* [Parts of the exercise]
1) List the qualities of the data that Rishab is most concerned with in the audit log use case.
2) Carry on the audit log use case from its final sentence.

* [Quoted passage]
Audit Log

Use-cases

Case #1

Rishab is a data scientist/engineer at a company that implements a Data Lake. He is analyzing the effectiveness of the recommendation engine on the company's e-commerce site. For this investigation, he wants to analyze a dataset that includes click log for the last year. He is looking for clean click log data that is up-to-date. He wants to use part of the data to build model and rest to score the model and validate the predictions.
Before he can conduct an analysis, Rishab needs to confirm the dataset is available in the Data Lake.
To do so, he wishes to find all entities that include “click log”.
He arrives at the Finder home screen (from nav, search results, other entry points?).For this analysis, Rishab is most concerned with the recency, the accuracy, and the integrity of the data.
- Enters “click log” in the Search Box and clicks Search.
- He arrives at the Results Page.
  - Results returned
  - By default, they are sorted by creation time
  - Each Result includes:
    - Snippet of the metadata that matches his query in context.
      - Important to help him evaluate the relevance of the results.
    - Date Created
      - To know how recent/new it is.
He clicks the result and arrives at the Entity Detail Page where he can view all of the metadata associated with an entity.

* [Record list]
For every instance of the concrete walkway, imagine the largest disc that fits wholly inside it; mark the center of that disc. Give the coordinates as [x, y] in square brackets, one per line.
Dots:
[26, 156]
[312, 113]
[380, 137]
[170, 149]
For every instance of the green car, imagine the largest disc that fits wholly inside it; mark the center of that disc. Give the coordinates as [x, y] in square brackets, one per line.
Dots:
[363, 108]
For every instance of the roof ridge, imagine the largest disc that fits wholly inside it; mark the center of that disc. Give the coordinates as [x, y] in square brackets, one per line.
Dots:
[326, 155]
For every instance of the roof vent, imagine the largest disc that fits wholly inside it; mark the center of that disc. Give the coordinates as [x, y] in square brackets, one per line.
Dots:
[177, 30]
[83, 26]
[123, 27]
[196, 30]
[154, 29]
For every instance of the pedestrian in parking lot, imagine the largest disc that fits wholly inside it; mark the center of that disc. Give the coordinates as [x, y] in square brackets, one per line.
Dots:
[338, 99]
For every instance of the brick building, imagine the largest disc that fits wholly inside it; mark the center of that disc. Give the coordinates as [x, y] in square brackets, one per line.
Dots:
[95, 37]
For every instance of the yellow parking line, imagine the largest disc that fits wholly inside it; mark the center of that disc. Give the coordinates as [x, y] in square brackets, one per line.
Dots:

* [Answers for the exercise]
1)
- Recency
- Accuracy
- Integrity

2)
Rishab wished to verify the validity of the sources of this dataset. To do so, he clicks the Lineage Tab to trace the creation of this dataset to its source.
Finder displays the lineage for this dataset as a diagram. The selected dataset displays in the center; to the left is the entity that precedes it and to the right is the one it precedes.
Rishab discovers that it has been created from two separate sources.
He then clicks one of the sources which takes him to the Entity Page of that dataset.
He clicks on a program to see what has been done to the dataset.
Rishab clicks the Audit Logs Tab to see how active this dataset has been - when was it last updated, who is using it, writing to it, reading from it.
Rishab clicks the appropriate action to make this dataset a new source for his existing Click Log processing pipeline.
This takes him to the Hydrator Studio where he can edit the Master Click Log pipeline.

Storing Audit Log

Goal: Read AuditLog messages from Kafka and write messages to Table dataset.
- Reusing the MetadataConsumer flowlet from the Navigator App to handle reading messages from Kafka
  - Beacuse of this, the app requires a Kafka config in order to be installed
    - { "config": { "auditLogKafkaConfig": { "zookeeperString": "<host>:<port>/cdap/kafka", "topic" : "audit" } } }
- New Flowlet (AuditLogPublisher) for writing Kafka messages to Dataset
  - Dataset is a Table class
  - Data is stored using the inverse timestamp so that the most recent message is always stored and returned first
  - Dataset key format: <namespace>DELMITER<type>DELMITER<name>DELMITER<inverseTimeInMilliSecondsLong>DELMITER<UUID>
  - DELMITER currently "\1"
  - Dataset Columns:
    - timestamp - Long - timestamp of the message generated
    - entityId - EntityId - the entity id that the message refers to. Only entity types with a namespace are supported.
    - user - String - the name of the user that generated the message. If the user blank, a default value of "unknown" is inserted.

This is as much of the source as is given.